Records for processing below:

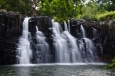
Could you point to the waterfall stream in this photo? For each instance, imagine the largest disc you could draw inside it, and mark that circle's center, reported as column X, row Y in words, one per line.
column 67, row 48
column 24, row 51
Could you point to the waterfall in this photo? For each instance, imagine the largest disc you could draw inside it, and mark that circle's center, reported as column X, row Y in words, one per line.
column 83, row 31
column 66, row 48
column 86, row 47
column 42, row 48
column 65, row 45
column 24, row 51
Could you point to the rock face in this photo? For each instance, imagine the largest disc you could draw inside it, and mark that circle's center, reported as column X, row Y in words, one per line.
column 10, row 30
column 102, row 34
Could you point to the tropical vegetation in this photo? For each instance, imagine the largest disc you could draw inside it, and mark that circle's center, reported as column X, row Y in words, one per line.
column 64, row 9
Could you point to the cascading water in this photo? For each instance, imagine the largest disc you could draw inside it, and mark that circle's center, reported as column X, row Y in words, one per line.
column 86, row 47
column 65, row 45
column 67, row 48
column 24, row 52
column 42, row 48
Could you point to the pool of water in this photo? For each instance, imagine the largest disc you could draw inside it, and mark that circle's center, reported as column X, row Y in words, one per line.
column 55, row 70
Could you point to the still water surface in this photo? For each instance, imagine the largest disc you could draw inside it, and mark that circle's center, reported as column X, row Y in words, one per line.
column 55, row 70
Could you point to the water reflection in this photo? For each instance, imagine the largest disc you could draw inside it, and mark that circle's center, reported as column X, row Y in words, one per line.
column 55, row 70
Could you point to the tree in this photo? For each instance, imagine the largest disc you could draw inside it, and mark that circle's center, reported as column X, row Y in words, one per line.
column 59, row 9
column 22, row 6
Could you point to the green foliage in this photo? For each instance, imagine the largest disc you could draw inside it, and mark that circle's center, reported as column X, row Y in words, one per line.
column 58, row 9
column 106, row 16
column 21, row 6
column 112, row 65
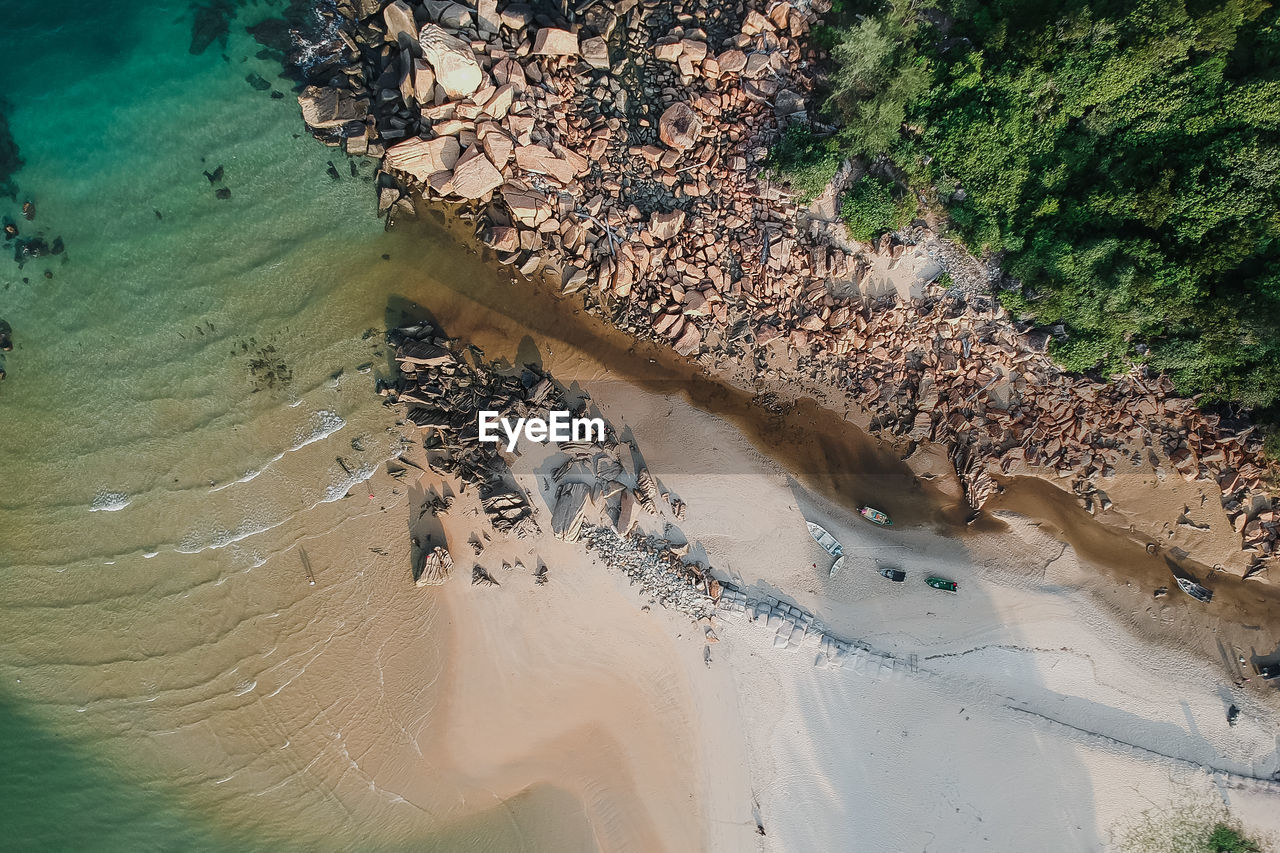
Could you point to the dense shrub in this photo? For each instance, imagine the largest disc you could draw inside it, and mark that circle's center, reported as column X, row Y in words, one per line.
column 869, row 209
column 1125, row 159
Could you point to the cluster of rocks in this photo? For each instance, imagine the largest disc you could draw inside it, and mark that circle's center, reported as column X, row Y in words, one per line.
column 443, row 392
column 658, row 568
column 621, row 153
column 940, row 370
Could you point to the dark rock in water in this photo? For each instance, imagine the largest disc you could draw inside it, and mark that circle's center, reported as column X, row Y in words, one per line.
column 30, row 249
column 213, row 22
column 9, row 159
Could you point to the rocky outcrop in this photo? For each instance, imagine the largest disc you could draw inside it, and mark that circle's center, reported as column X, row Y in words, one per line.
column 456, row 68
column 328, row 108
column 622, row 156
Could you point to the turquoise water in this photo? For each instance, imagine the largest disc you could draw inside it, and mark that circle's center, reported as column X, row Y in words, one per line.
column 188, row 407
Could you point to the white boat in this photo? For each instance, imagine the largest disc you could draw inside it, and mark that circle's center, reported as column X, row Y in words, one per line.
column 1194, row 589
column 827, row 541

End of Records for processing.

> _What to produce_:
What you produce must match the listing word for word, with no images in it.

> _Response to this task_:
Could you point to the waterfall stream in this photo? For each instance, imagine the largest disc you could draw inside it, and mark that circle's center, reported as column X, row Y in words, one per line.
column 67, row 48
column 24, row 51
Could you point to the waterfall in this photo? For each instance, imagine the largest disc you could draw inside it, and mark that circle's center, reported as column X, row Y in words, one per line.
column 83, row 31
column 66, row 48
column 86, row 47
column 42, row 48
column 65, row 45
column 24, row 51
Could you point to the rock face in this photo? For each instance, imagine the largest disc you could draw inside it, and mark that circle's center, reported as column X, row Y in words, one per line.
column 10, row 30
column 102, row 34
Could you point to the tropical vegetation in this photo? For each instance, imagine the largest disc you could draw inside it, and mark that circle's center, reported as column X, row Y in words, one per line.
column 64, row 9
Could you point to the cascading water in this photo? For each instance, imagine the largest disc you could draw inside it, and mark that circle's center, reported as column X, row Y in words, one per line.
column 86, row 47
column 65, row 45
column 67, row 48
column 24, row 52
column 42, row 48
Could you point to the pool of water in this photo? For each instance, imagine the largest disc you could draw inside it, and mark that circle's center, reported as column X, row Y in words, one per line.
column 55, row 70
Could you point to the still water surface in this photo? For each instance, imagine the largest disc you could draw inside it, and mark that circle's center, reported as column X, row Y in words, one per line.
column 55, row 70
Could you point to the water reflection in this photo? For each instance, imagine the largest disc you could draw inside it, and mark that circle's center, reported as column X, row Y in words, one per line.
column 55, row 70
Could you point to the tree in this photo? For each instance, imagine the largest disc you could draw inside it, and mark that circle's center, reported as column X, row Y in words, one per line.
column 59, row 9
column 22, row 6
Could you point to the green foliage in this photo? For each instance, imagine the largest disc you could draw inside it, and mark that circle's center, reported as column X, row Y in words, one per line.
column 58, row 9
column 106, row 16
column 21, row 6
column 112, row 65
Could you point to the dense shrub in this photo? For each instance, imagine the largest disc you could draw inside it, and mark that circle's center, reported as column X, row Y in words, one per line.
column 869, row 209
column 1125, row 159
Could you point to the cluster of rocks in this photo? For each instance, imagine the largest disc you could draw inside it, and mark that circle's center, reported as column X, row Y in words, one per line.
column 443, row 392
column 658, row 568
column 621, row 153
column 940, row 370
Could you point to the dark rock in water in this photo? For each instance, imagine the largest disc you could draw inside it, and mark that circle's center, reported as column X, row Y in words, one per line.
column 30, row 249
column 213, row 22
column 9, row 159
Could you point to the rocky outcrop in this photo? For each instance, imagine the largest disc you could draw inside it, and mark that circle's center, reported as column X, row Y in words, one per line.
column 456, row 68
column 328, row 108
column 622, row 156
Could you point to the turquoise water in this photo? For each instance, imagine the largest disc you could draw inside it, and mark that circle's center, reported as column X, row Y in words, one per line.
column 188, row 407
Could you point to the white boat in this photo? For each instance, imagine the largest disc you could draw inside it, and mark that circle's center, reported as column X, row Y in words, one per line.
column 1194, row 589
column 827, row 541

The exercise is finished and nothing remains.